| 読解文 |
........

はじめのイメージはギリシャ神話のダフネからです。
まるでストーカーみたいになったアポロンに言い寄られて、それがいやで月桂樹になってしまうダフネという女性の話。
アポロンがストーカーみたいになったのはエロースをからかったのでいやがらせにうたれた金の矢のせい。ダフネは鉛の矢をうたれたのでアポロンが大嫌い。月桂樹になったダフネを見てアポロンは嘆き悲しむ。月桂樹で作った冠をつけて悲しみをいやす。というなんだかどうもという話。
これ木ではなく鳥になったらまた面白いかなと、ただそれだけの理由です。悲しい時は飛んでどこかにいきたい。羽が沢山欲しい。羽を沢山着いた頭のイメージがわいて、例のように浮世絵の大首絵のような絵にしてみます。
実をいうとさっきまで色鉛筆パステルで別の絵を描いていました。浮世絵からのイメージです。しかし完成半分くらいの所で大失敗に気付きました。破って捨ててもいいくらいの大失敗です。どう考えてもだめなのであきらめる事にしました。浮世絵はその平面性で実に手強い対象です。いずれ何かの事で触れてみたいです。失敗は刺激的。
そして前からあたためていたこちらのイメージに変更。羽を沢山着けた人物、あるいは羽のみのイメージ。僕のイメージファイルの中にだんだんたまってきているテーマです。レイヤー技法2のところで羽をしょった人物の絵を紹介しましたがあのイメージの仲間です。初めはこっちを描こうと思っていたので、敗者復活です。しかし悔しいなー。気をとりなおして。

さてこちらが下絵。
ちいさなエスキース。羽、飛ぶ、逃げる、悲しい、いろんなイメージがふわふわ浮いてきます。でも顔だけ。
あとで小さなイメージが加わるかな?

いつものように下絵の引き写しをします。あまり強く写すとあとで紙がへこんで白い線になるので注意。
引き写し後右下側からどんどん各位置にパステルで色をこすりこんでいきます。今回は小さい部分が多いのでティッシュよりも綿棒を多用しています。手の下にあて紙を置いて描き進めましょう。左上の方から始めるとせっかく写した線が手でこすれて消えてしまいます。これもひとつのコツです。フィキィサチーフはかけない。あとで消す事が出来ないから。

パステル段階。隣り合わせの色が多少重なっても気にしなくて大丈夫。むしろ響き合うのでいいことになる。
小さな部分は綿棒で。気になる部分は練りゴムで形を整えます。細部は気にしなくていいです。パステルを混ぜ合わせたり。部分的に重ねたり、色の変化はここでします。
色鉛筆は基本的に混色は難しい。出来るのは濃い薄いによるトーン変化です。
パステルで擦り込んだ部分と色鉛筆で塗り込む部分は同時並行的に進んでいます。パステルで擦り込んでは色鉛筆で描き込んで行く。そしてHBや2Hくらいの「鉛筆」で形を少しずつ決めていきます。

そして重要!白い色は「紙の白さ」をそのまま。白い部分は薄い色をパステルでつけて、あとは練り消しゴムを細く尖らして白い絵の具で描くように消します。レイヤー技法の白の絵の具の使い方を思い出して。

........

| 抽出した情報 |

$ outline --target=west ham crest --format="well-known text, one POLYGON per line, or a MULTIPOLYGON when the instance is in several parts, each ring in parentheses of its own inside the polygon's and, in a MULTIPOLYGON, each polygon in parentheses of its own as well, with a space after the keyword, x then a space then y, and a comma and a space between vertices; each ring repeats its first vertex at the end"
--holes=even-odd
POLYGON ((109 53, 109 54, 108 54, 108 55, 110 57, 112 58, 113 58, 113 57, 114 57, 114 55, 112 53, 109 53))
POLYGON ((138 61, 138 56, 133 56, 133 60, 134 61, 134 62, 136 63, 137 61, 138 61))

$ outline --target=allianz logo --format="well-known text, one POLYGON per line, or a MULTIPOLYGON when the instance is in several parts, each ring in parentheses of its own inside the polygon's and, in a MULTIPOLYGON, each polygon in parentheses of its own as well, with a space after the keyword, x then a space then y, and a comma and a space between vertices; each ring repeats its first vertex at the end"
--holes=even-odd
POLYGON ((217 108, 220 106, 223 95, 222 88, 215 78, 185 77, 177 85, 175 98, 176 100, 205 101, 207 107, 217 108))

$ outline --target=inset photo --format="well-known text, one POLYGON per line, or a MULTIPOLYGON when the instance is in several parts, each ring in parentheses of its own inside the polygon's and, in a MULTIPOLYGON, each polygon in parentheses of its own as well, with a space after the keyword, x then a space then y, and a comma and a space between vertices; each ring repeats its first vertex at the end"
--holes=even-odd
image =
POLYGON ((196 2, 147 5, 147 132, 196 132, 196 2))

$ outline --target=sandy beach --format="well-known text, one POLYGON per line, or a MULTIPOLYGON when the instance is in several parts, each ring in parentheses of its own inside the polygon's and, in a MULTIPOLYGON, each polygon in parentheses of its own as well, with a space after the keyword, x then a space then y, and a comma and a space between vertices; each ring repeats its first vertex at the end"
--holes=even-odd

........

| 課題の目的 |
パステルと色鉛筆で羽の絵を描く制作記について、最後の文に続けて書いてください。 エントリーは読解文とは別の出典から集めたものです。

| 演習の結果 |
下絵の線が手でこすれて消えて行くので右下側からどんどん各位置にパステルで色をこすりこんでいきます。
これもひとつのコツですね。フィキィサチーフはかけない、消す事が出来ないので。

ここまできたらあとは色鉛筆でがしがし描き込んで行くだけ。
背景に散らばる白い小さな部分はタイプ用の字消しのステンシルや自分でトレペを切ってステンシルを作ったり制作途中の適当な時に練りゴムで消していきます。

ここでもうひとつのコツ。
図のように色鉛筆を持つ時は角度を一定の状態にキープして描きます。
先が減ってきてこういう形の状態で描くとムラがでにくくなります。まるくなったらすぐに鉛筆削り器等で削る。

色鉛筆をはなさないといけないとき。その握っていた位置、角度を覚えておきましょう。大きな面を描く時は同じ色を何本も先にとがらせておいてどんどん取り替えて行きます。画面に同じ密度をあたえるためです。横にもって軽くさらさらと描くような感じではこういうマチエールはでてこないので注意。手首も爪も痛んでくるけどなんだそのくらい!という覚悟でしっかり描きます。実を言うともう親指が痛い!としだなーほんとに。

部分的に「鉛筆」で影を描いています。鉛筆は終わりの方の段階で。濃さはHBから2Hくらいがいいです。初めに鉛筆を使うと色が濁るし、色鉛筆が滑るのでだめ。部分的に完成させながら「最後に鉛筆で締める」感じです。鉛筆を使う時はそっと。でないといきなり黒くなってしまう。デリケートに使う事。

ここまで描いて思い出しました。20年以上この技法を使ってなかったので忘れていました。色鉛筆は各社まったく性質が違っています。おそらく絵の具よりもっと個性的かもしれないです。違う色との重ね塗りが出来たり、できなかったり。堅いもの、柔らかいもの、発色が全く違うもの。数社の製品を使っていましたが自分にあう色はこの会社とか決めていました。その辺伝えるのは至難の業なので、読者はいろいろ試して下さい。

白い目のハイライトはカッターナイフで削ります。初めにぬったジェッソのおかげで削りやすい。誌面の都合上その他の小さなテクニックには触れませんが水彩絵の具や水だけをつかったりそのあとのパステルが面白い効果をだすなどいろいろ、実験してみて下さい。

完成。技法なんて根っこをつかめばあとは自分の方法を探す事が楽しみになる。いつも自分の描いている絵と話しているような感じで仕事をすると良いと思います。絵は絶えず話しかけてきます。「もっとここしっかり塗ってくれよとか。よくそんな程度でうまく行ったなんて思えるな」とか。「ここがかゆい、疲れたから適当でいいよ、へたくそ!」とか「悪魔のようなつぶやき」もする。しかし今回、失敗したほうの絵は「さあ行こう面白い絵になるぞ!」と言ってたのが途中の段階で「おれはもうだめだからもうやめる。あきらめろってば」と言い始めたのでした。いろいろあるなー絵を描いてるという事は。それにしてもこの技法は僕には年齢的にちょっときつい。